Приведённый текст
§ §

Например, меня при чтении святого Августина или Фомы Аквинского поразила информация, что в раю Адам в принципе мог сексуально сожительствовать с Евой. Однако если бы он сожительствовал, то не получал бы от этого никакого удовольствия, потому что это дьявольская похоть. Я должен сказать, что этот способ рассуждения навел меня на концепцию, гласящую, что человеческое тело извечно было территорией очень странных ценностных расчленений, напоминая мясную лавку, в которой уважающий себя мясник имеет на прилавке первого класса полендвицу, грудинку, ножки, язык и ничего не стоящие легкие. Человеческое тело в разные периоды тоже было «разрезано», и верхняя часть стремилась в небо, а нижняя в ад, так как там находятся разные «скверные вещи». Разные религии четвертовали это бедное тело различными способами. Здесь никогда не было согласия. Ведь были культы плодовитости, сакральная проституция. Только когда изучаются разные культуры, только тогда появляются сравнения, результаты которых вообще губительны, ибо когда мы узнаем, что вовсе не обязательно при встрече целовать руку, а можно просто потереться носами, то приходим к убеждению, что так же хорошо в качестве приветствия слегка потолкать друг друга в зад. У таких сравнений не самые лучшие последствия для этики.
— Понимаю, что вы ведете к заключению, что этика не требует никаких внерациональных обоснований?

§ §

Записанные данные
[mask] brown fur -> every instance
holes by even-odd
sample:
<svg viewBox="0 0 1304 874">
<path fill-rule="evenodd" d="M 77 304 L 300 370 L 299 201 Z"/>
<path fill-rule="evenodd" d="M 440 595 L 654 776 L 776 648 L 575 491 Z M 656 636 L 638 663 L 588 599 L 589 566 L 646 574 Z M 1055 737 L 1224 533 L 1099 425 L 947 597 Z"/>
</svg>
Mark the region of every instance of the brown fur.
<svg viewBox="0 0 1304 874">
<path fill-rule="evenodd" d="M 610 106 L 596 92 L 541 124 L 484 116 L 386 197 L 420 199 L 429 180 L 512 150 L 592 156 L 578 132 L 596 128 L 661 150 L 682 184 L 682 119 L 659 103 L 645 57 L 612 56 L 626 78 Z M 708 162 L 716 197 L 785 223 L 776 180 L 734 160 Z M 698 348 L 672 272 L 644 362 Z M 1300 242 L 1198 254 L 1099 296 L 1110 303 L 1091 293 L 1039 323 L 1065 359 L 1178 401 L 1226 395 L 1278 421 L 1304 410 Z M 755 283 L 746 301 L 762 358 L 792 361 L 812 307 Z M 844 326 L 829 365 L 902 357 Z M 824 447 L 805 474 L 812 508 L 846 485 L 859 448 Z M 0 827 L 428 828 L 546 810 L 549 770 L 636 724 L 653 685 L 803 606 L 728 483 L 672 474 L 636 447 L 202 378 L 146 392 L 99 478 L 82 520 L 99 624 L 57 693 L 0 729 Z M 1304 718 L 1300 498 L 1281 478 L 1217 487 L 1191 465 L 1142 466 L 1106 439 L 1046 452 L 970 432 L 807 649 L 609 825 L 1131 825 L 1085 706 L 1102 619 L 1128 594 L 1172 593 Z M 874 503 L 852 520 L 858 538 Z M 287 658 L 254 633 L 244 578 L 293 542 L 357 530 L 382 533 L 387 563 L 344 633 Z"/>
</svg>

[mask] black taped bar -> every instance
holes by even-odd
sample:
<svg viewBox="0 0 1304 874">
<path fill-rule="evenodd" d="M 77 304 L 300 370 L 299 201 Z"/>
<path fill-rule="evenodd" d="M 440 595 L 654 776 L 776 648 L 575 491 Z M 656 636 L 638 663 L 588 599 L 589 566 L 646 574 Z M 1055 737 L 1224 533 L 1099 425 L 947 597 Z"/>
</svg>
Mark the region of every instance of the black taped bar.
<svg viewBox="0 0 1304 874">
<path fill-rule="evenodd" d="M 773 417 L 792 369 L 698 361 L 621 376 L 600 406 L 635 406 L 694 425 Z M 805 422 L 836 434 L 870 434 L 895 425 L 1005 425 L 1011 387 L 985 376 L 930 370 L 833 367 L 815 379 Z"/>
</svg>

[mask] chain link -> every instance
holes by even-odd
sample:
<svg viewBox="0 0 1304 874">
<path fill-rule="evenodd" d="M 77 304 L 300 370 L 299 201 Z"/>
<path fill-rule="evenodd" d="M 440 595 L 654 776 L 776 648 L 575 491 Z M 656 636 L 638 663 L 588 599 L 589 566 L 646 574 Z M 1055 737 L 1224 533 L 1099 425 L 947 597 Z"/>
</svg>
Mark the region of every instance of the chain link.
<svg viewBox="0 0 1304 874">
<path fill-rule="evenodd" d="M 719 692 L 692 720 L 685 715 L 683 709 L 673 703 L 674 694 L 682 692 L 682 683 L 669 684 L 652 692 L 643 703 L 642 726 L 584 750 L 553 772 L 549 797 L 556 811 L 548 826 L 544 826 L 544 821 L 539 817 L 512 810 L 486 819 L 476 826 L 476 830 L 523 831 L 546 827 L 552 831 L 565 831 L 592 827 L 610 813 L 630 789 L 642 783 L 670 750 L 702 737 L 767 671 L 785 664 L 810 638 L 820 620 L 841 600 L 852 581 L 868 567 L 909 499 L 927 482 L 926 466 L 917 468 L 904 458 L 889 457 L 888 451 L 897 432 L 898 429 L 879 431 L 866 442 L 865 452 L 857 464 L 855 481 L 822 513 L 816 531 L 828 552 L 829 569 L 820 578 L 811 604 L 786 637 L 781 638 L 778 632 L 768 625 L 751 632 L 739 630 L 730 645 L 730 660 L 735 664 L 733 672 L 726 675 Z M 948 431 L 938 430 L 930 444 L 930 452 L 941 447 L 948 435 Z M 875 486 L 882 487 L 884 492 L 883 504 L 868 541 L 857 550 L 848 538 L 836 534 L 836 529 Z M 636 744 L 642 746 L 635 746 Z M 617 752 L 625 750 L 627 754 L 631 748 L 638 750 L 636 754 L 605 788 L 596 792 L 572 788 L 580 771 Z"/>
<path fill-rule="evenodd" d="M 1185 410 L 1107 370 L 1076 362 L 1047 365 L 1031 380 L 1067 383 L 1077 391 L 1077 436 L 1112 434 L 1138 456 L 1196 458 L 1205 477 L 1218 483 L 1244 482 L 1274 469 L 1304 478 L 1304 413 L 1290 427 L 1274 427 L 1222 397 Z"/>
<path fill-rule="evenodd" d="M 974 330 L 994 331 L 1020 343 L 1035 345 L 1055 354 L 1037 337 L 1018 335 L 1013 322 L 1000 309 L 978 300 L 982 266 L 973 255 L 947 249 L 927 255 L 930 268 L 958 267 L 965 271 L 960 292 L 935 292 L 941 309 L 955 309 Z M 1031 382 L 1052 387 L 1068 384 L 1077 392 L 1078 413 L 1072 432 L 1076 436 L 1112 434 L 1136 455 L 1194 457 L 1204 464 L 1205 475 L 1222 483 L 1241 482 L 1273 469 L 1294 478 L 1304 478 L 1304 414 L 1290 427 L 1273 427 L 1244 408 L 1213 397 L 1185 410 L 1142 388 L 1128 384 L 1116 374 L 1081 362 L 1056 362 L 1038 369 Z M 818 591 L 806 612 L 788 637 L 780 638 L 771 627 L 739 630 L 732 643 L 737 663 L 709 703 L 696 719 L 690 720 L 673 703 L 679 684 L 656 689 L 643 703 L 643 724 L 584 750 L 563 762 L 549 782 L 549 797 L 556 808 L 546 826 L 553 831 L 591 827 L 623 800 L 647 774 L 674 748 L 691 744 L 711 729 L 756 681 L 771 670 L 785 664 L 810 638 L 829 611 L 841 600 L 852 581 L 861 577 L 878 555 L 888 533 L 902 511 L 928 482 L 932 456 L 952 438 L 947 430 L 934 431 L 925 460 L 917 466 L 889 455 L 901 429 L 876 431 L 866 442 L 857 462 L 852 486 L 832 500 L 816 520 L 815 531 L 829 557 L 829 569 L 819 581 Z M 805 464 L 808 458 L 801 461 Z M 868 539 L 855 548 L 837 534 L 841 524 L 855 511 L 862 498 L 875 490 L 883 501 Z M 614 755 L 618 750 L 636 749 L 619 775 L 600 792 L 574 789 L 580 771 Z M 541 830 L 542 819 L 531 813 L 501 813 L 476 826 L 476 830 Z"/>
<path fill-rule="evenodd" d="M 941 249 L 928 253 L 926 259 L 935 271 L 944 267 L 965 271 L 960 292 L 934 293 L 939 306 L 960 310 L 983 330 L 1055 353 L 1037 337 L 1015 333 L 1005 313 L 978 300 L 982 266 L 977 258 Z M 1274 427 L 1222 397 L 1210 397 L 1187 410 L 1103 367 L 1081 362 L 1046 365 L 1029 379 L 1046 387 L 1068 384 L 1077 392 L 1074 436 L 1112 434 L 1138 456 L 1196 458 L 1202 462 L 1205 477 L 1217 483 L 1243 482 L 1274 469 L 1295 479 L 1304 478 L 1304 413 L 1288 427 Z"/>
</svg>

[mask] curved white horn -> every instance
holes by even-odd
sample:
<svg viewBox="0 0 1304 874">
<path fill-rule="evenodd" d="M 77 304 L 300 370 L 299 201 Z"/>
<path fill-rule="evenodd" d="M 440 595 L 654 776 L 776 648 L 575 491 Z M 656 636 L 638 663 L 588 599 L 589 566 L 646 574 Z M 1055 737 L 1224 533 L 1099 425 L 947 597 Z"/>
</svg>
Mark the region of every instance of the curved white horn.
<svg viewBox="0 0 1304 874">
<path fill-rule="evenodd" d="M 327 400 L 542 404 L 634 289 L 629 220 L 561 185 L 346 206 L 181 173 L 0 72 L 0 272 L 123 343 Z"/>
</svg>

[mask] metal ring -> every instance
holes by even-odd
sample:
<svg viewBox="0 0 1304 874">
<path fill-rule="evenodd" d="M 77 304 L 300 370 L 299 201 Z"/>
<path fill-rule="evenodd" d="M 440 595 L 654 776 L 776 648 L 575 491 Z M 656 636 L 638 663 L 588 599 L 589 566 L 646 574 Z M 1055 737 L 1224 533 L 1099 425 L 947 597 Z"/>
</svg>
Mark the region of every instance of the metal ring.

§ §

Что предстоит сделать
1) Переведите на английский язык следующее предложение из приведённого текста: «Разные религии четвертовали это бедное тело различными способами».
2) Перечислите все строки выше, в которых встречается слово «metal».

Ответы
1) Different religions have quartered this poor body in various ways.

2)
[mask] metal ring -> every instance
Mark the region of every instance of the metal ring.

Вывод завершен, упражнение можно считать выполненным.